(WHAT YOU WILL DO) Reproduce every record below exactly as it appears.

(RECORDS SHOWN)
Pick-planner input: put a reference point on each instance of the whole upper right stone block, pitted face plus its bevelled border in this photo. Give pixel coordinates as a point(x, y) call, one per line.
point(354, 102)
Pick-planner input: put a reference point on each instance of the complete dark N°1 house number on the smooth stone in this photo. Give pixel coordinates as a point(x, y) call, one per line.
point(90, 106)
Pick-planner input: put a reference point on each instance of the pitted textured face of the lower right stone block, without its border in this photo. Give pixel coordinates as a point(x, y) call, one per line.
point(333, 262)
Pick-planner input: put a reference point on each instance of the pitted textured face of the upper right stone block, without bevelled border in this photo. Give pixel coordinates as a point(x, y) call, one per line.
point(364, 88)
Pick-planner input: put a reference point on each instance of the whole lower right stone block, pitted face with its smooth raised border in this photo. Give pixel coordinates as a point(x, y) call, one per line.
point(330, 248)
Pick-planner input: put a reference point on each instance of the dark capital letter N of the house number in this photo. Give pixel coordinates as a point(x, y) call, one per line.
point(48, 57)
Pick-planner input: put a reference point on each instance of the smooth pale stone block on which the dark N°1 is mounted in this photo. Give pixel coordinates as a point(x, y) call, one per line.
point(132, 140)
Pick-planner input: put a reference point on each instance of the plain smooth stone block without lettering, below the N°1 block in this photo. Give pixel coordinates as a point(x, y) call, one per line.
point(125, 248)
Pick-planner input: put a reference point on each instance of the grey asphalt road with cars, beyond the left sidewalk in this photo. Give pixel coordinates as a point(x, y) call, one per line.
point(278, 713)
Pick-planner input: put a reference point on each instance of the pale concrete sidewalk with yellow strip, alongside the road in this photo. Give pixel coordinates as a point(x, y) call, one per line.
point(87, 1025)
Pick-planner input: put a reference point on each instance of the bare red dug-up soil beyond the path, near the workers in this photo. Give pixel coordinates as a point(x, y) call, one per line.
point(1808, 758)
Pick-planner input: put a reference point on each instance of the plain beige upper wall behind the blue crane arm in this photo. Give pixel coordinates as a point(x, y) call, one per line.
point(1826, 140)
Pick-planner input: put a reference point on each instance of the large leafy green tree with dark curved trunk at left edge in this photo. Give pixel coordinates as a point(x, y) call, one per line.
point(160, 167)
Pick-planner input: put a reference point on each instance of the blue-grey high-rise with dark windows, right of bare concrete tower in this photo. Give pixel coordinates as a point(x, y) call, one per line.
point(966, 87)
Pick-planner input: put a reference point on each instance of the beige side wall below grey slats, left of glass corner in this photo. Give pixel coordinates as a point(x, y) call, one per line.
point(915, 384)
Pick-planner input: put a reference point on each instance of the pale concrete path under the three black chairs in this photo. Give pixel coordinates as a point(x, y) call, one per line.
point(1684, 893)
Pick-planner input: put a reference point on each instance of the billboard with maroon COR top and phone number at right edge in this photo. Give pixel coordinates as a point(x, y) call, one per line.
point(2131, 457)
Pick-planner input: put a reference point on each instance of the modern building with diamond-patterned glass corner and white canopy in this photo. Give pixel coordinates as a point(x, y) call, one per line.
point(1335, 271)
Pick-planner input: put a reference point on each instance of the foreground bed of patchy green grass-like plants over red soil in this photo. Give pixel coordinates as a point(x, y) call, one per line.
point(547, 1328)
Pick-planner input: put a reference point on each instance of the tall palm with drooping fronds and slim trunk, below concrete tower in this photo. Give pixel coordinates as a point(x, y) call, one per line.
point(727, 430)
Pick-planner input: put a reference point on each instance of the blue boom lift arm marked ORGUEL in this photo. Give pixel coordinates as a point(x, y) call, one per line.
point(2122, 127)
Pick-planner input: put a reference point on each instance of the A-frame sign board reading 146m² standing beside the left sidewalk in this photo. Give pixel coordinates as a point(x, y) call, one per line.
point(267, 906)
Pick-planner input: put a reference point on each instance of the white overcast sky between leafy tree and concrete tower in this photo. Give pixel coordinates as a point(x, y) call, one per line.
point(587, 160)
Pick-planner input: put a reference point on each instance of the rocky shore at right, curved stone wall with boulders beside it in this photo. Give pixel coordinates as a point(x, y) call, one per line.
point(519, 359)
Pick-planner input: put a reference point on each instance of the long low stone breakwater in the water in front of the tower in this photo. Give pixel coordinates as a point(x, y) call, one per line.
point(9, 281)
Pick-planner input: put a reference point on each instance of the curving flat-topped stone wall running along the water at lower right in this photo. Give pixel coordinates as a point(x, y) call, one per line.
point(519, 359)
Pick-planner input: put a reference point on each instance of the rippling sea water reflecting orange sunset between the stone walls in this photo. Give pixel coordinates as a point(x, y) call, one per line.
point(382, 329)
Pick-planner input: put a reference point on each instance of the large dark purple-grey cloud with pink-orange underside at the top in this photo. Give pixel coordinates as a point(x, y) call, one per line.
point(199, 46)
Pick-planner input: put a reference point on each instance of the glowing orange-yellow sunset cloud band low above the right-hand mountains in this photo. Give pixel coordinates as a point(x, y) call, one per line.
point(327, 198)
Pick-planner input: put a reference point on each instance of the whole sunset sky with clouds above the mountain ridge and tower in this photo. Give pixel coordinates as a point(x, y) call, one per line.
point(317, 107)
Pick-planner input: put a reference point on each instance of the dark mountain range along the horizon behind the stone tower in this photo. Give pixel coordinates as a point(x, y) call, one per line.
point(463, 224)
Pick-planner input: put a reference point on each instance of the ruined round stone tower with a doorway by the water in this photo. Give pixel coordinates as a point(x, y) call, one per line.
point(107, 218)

(SOLUTION FOR THIS PROBLEM)
Pick-planner input: put a reference point on each instance of the whole upper right stone block, pitted face plus its bevelled border in this photo. Give pixel coordinates as a point(x, y) call, one per line.
point(354, 102)
Pick-planner input: put a reference point on each instance of the complete dark N°1 house number on the smooth stone in this photo. Give pixel coordinates as a point(x, y) call, one per line.
point(90, 106)
Pick-planner input: put a reference point on each instance of the pitted textured face of the lower right stone block, without its border in this photo. Give pixel coordinates as a point(x, y) call, one per line.
point(333, 262)
Pick-planner input: put a reference point on each instance of the pitted textured face of the upper right stone block, without bevelled border in this photo. Give pixel coordinates as a point(x, y) call, one per line.
point(364, 88)
Pick-planner input: put a reference point on each instance of the whole lower right stone block, pitted face with its smooth raised border in this photo. Give pixel coordinates as a point(x, y) call, one per line.
point(330, 248)
Pick-planner input: put a reference point on each instance of the dark capital letter N of the house number in this photo. Give pixel coordinates as a point(x, y) call, one per line.
point(48, 57)
Pick-planner input: put a reference point on each instance of the smooth pale stone block on which the dark N°1 is mounted in this photo. Give pixel coordinates as a point(x, y) call, one per line.
point(132, 140)
Pick-planner input: put a reference point on each instance of the plain smooth stone block without lettering, below the N°1 block in this photo. Give pixel coordinates as a point(x, y) call, one per line.
point(125, 248)
Pick-planner input: put a reference point on each instance of the grey asphalt road with cars, beyond the left sidewalk in this photo. Give pixel coordinates as a point(x, y) call, one per line.
point(278, 713)
Pick-planner input: put a reference point on each instance of the pale concrete sidewalk with yellow strip, alongside the road in this photo. Give pixel coordinates as a point(x, y) call, one per line.
point(87, 1025)
Pick-planner input: put a reference point on each instance of the bare red dug-up soil beyond the path, near the workers in this photo. Give pixel coordinates as a point(x, y) call, one per line.
point(1808, 758)
Pick-planner input: put a reference point on each instance of the plain beige upper wall behind the blue crane arm in this photo. Give pixel coordinates as a point(x, y) call, one per line.
point(1826, 140)
Pick-planner input: put a reference point on each instance of the large leafy green tree with dark curved trunk at left edge in this photo. Give pixel coordinates as a point(x, y) call, one per line.
point(160, 167)
Pick-planner input: put a reference point on each instance of the blue-grey high-rise with dark windows, right of bare concrete tower in this photo. Give pixel coordinates as a point(x, y) call, one per line.
point(966, 87)
Pick-planner input: put a reference point on each instance of the beige side wall below grey slats, left of glass corner in this photo. Give pixel coordinates as a point(x, y) call, one per line.
point(915, 384)
Pick-planner input: put a reference point on each instance of the pale concrete path under the three black chairs in this photo. Give pixel coordinates as a point(x, y) call, one per line.
point(1684, 893)
Pick-planner input: put a reference point on each instance of the billboard with maroon COR top and phone number at right edge in this photo. Give pixel coordinates as a point(x, y) call, one per line.
point(2131, 457)
Pick-planner input: put a reference point on each instance of the modern building with diamond-patterned glass corner and white canopy in this photo. Give pixel coordinates as a point(x, y) call, one per line.
point(1335, 271)
Pick-planner input: put a reference point on each instance of the foreground bed of patchy green grass-like plants over red soil in this photo. Give pixel coordinates as a point(x, y) call, one per line.
point(547, 1328)
Pick-planner input: put a reference point on each instance of the tall palm with drooping fronds and slim trunk, below concrete tower in this photo. Give pixel coordinates as a point(x, y) call, one per line.
point(727, 430)
Pick-planner input: put a reference point on each instance of the blue boom lift arm marked ORGUEL in this photo. Give pixel coordinates as a point(x, y) call, one per line.
point(2122, 127)
Pick-planner input: put a reference point on each instance of the A-frame sign board reading 146m² standing beside the left sidewalk in this photo. Give pixel coordinates as a point(x, y) call, one per line.
point(267, 906)
Pick-planner input: put a reference point on each instance of the white overcast sky between leafy tree and concrete tower in this photo. Give pixel coordinates as a point(x, y) call, one per line.
point(587, 160)
Pick-planner input: put a reference point on each instance of the rocky shore at right, curved stone wall with boulders beside it in this photo. Give pixel coordinates as a point(x, y) call, one per line.
point(519, 359)
Pick-planner input: put a reference point on each instance of the long low stone breakwater in the water in front of the tower in this photo. Give pixel coordinates as a point(x, y) call, one per line.
point(9, 281)
Pick-planner input: put a reference point on each instance of the curving flat-topped stone wall running along the water at lower right in this photo. Give pixel coordinates as a point(x, y) call, one per line.
point(519, 359)
Pick-planner input: put a reference point on each instance of the rippling sea water reflecting orange sunset between the stone walls in this photo. Give pixel coordinates as a point(x, y) call, one per line.
point(382, 329)
Pick-planner input: put a reference point on each instance of the large dark purple-grey cloud with pink-orange underside at the top in this photo. Give pixel coordinates as a point(x, y) call, one per line.
point(199, 46)
Pick-planner input: put a reference point on each instance of the glowing orange-yellow sunset cloud band low above the right-hand mountains in this photo. Give pixel coordinates as a point(x, y) call, one per line.
point(327, 198)
Pick-planner input: put a reference point on each instance of the whole sunset sky with clouds above the mountain ridge and tower in this photo. Give pixel coordinates as a point(x, y) call, one per line.
point(317, 107)
Pick-planner input: put a reference point on each instance of the dark mountain range along the horizon behind the stone tower in this photo. Give pixel coordinates as a point(x, y) call, one per line.
point(463, 224)
Pick-planner input: put a reference point on each instance of the ruined round stone tower with a doorway by the water in this photo. Give pixel coordinates as a point(x, y) call, one per line.
point(107, 218)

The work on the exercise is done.